§ WORK TO BE COMPLETED
Reproduce verbatim the lines of the entries below, from the very first line through the line that contains "M 284 76 L 284", including that line.

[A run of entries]
* * * *

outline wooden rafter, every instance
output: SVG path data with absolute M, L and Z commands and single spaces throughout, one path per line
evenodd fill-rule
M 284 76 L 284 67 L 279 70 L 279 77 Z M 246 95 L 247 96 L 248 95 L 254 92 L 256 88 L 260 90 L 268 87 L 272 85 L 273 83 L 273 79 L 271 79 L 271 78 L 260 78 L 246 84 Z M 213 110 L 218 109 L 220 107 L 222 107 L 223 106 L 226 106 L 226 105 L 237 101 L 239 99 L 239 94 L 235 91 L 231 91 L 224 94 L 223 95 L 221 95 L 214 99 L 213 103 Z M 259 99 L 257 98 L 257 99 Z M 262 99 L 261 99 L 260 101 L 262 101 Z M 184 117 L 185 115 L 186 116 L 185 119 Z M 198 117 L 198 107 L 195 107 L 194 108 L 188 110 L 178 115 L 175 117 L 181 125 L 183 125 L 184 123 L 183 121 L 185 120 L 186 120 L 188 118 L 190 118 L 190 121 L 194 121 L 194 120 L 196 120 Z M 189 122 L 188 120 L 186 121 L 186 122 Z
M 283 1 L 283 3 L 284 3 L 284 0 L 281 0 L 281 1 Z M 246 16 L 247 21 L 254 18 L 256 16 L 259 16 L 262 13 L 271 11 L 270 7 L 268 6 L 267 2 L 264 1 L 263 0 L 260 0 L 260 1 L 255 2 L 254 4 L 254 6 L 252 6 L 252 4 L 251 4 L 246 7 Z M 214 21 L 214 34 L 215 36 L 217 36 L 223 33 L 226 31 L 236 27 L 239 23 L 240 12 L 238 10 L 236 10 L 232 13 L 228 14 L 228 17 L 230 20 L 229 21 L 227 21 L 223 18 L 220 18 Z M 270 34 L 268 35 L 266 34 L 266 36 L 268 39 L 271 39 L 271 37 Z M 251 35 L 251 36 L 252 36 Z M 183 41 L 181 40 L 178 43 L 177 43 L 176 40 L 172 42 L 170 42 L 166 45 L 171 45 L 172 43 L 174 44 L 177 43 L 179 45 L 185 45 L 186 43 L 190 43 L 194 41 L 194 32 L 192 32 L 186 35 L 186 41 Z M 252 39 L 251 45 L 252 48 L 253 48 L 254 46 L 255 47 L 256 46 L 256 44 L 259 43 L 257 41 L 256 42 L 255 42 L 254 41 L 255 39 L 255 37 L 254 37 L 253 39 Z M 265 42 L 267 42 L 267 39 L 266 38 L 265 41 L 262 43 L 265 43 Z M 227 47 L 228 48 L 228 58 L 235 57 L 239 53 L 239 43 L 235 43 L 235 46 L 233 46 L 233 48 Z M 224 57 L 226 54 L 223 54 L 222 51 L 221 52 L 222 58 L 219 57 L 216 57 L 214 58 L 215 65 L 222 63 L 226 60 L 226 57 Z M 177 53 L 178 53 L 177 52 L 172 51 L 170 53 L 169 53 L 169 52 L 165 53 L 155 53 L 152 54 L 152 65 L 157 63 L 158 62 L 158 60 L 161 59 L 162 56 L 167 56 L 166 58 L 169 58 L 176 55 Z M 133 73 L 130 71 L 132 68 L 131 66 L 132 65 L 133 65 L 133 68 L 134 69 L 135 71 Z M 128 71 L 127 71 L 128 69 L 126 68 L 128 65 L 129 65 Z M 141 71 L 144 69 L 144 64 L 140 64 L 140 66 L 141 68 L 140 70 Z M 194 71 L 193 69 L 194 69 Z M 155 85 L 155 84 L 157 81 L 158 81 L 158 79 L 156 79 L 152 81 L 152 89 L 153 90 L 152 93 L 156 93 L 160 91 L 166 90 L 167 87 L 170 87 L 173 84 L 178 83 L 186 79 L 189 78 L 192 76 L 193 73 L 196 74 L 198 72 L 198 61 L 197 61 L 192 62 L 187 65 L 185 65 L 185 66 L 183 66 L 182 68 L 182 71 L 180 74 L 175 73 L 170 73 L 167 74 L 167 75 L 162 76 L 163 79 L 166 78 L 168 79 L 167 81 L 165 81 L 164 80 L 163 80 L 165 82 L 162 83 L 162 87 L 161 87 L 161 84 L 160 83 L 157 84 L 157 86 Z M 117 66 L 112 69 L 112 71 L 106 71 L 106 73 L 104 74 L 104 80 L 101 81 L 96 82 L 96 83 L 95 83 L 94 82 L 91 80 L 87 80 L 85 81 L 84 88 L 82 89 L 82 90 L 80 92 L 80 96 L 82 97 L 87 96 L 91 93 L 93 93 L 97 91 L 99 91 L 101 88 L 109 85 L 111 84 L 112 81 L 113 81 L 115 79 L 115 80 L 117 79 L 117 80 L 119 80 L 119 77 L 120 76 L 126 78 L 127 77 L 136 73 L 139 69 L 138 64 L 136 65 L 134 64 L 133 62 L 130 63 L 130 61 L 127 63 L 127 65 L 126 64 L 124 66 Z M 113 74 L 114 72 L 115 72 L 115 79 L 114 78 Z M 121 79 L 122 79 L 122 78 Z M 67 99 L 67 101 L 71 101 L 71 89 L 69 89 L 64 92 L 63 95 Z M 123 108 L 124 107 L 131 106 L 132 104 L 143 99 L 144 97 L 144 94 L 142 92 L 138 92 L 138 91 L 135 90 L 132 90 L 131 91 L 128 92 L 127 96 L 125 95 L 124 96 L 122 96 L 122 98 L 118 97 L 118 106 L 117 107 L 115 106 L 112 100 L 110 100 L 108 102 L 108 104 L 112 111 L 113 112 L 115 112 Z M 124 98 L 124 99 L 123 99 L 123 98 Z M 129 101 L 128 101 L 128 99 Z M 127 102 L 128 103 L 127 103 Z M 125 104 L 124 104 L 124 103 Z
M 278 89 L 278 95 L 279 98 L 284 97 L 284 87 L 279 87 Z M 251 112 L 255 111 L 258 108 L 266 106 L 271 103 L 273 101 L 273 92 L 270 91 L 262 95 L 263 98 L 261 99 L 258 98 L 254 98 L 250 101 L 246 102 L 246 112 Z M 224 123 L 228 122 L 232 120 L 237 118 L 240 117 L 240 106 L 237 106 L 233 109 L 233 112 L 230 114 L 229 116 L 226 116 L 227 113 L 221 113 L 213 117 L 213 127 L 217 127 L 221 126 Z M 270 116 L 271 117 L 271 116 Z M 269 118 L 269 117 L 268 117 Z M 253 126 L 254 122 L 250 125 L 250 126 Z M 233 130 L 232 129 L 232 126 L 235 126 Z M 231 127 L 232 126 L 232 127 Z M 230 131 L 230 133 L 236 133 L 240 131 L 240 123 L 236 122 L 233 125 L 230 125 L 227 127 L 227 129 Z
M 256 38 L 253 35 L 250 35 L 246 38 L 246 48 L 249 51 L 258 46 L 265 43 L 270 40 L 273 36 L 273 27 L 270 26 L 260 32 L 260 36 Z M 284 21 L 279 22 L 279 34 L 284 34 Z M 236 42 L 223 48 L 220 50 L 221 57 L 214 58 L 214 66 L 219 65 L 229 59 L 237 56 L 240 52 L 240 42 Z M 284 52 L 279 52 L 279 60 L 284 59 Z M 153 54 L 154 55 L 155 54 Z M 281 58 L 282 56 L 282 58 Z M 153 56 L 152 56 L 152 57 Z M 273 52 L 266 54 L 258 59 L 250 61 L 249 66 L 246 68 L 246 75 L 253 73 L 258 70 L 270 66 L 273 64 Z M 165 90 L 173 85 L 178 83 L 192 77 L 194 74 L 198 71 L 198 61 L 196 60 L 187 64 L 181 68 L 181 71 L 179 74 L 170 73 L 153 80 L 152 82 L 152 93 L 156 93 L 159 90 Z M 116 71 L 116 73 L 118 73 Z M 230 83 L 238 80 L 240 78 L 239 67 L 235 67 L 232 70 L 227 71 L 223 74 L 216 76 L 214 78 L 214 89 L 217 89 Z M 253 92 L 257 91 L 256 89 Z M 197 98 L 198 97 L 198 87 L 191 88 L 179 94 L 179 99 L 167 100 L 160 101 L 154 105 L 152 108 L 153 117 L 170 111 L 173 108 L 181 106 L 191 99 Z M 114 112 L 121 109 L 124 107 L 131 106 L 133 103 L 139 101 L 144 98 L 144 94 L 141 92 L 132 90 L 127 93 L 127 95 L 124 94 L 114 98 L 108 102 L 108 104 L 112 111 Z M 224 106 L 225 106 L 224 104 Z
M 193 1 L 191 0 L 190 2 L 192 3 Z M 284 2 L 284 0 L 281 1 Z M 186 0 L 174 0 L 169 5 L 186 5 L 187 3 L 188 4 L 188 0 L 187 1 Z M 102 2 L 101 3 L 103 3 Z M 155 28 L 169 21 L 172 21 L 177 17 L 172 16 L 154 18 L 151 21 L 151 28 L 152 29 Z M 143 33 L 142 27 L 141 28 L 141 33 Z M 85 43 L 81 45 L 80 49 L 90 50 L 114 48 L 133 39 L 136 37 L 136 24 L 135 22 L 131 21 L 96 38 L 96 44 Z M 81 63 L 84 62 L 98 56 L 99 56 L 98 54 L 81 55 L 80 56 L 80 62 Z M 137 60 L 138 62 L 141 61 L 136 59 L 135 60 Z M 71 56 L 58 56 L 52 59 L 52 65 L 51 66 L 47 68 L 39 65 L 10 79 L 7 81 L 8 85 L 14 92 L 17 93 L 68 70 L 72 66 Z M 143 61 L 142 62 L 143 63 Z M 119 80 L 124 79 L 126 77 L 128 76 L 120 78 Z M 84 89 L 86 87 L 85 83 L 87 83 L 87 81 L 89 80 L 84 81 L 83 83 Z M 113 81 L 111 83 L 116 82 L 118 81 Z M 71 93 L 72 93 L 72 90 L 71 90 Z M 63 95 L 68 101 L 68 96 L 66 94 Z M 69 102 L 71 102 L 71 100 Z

* * * *

§ WRITTEN SOLUTION
outline wooden rafter, every instance
output: SVG path data with absolute M, L and Z commands and single spaces throughout, one path per line
evenodd fill-rule
M 284 76 L 284 67 L 279 70 L 279 77 Z M 246 95 L 247 96 L 248 95 L 254 92 L 256 88 L 260 90 L 268 87 L 272 85 L 273 83 L 273 79 L 271 79 L 271 78 L 260 78 L 246 84 Z M 213 110 L 218 109 L 220 107 L 222 107 L 223 106 L 226 106 L 226 105 L 237 101 L 239 99 L 239 94 L 235 91 L 231 91 L 224 94 L 223 95 L 221 95 L 214 99 L 213 103 Z M 259 99 L 257 98 L 257 99 Z M 262 99 L 261 99 L 260 101 L 262 101 Z M 184 117 L 185 115 L 186 116 L 185 119 Z M 198 117 L 198 107 L 195 107 L 194 108 L 188 110 L 178 115 L 175 117 L 181 125 L 183 125 L 184 123 L 183 121 L 185 120 L 186 120 L 188 118 L 190 118 L 190 121 L 194 121 L 194 120 L 196 120 Z M 189 122 L 188 120 L 186 121 L 186 122 Z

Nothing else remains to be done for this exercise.